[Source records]

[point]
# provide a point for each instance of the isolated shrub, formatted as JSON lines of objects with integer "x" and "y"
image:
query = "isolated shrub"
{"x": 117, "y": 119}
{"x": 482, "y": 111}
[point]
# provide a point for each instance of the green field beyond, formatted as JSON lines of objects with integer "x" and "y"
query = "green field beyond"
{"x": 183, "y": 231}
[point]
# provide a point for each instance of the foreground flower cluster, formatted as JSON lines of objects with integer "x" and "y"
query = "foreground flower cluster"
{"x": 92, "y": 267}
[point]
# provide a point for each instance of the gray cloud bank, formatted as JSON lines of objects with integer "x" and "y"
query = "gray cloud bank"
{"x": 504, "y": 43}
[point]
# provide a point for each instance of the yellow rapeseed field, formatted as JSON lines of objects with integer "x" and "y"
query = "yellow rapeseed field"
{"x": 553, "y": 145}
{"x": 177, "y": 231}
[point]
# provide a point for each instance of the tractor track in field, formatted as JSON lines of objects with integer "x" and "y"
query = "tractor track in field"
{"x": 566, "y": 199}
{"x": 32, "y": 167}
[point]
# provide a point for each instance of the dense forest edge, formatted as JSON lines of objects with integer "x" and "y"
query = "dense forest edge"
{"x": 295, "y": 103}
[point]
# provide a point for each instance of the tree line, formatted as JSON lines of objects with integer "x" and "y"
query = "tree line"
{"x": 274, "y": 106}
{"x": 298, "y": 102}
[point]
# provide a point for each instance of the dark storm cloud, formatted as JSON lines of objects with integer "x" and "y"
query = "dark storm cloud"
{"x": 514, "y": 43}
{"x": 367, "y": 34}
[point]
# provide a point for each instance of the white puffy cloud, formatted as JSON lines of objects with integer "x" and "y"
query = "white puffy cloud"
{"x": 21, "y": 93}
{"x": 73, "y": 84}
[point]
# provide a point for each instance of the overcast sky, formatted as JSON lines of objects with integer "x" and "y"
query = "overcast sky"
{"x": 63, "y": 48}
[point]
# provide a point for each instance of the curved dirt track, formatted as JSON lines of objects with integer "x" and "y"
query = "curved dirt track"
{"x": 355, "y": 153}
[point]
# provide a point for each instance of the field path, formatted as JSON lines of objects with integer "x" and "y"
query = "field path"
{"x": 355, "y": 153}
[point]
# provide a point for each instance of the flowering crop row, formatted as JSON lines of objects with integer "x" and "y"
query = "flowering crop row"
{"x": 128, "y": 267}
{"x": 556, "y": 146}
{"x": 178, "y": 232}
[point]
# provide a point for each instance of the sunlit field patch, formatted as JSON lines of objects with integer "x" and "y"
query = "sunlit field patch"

§ Objective: Select every line of the records above that contains the word "gray", matching case exactly, and copy those lines out.

§ Finished answer:
# provide a point for each instance of the gray cloud bank, formatted as JSON lines of objects with integer "x" and "y"
query = "gray cloud bank"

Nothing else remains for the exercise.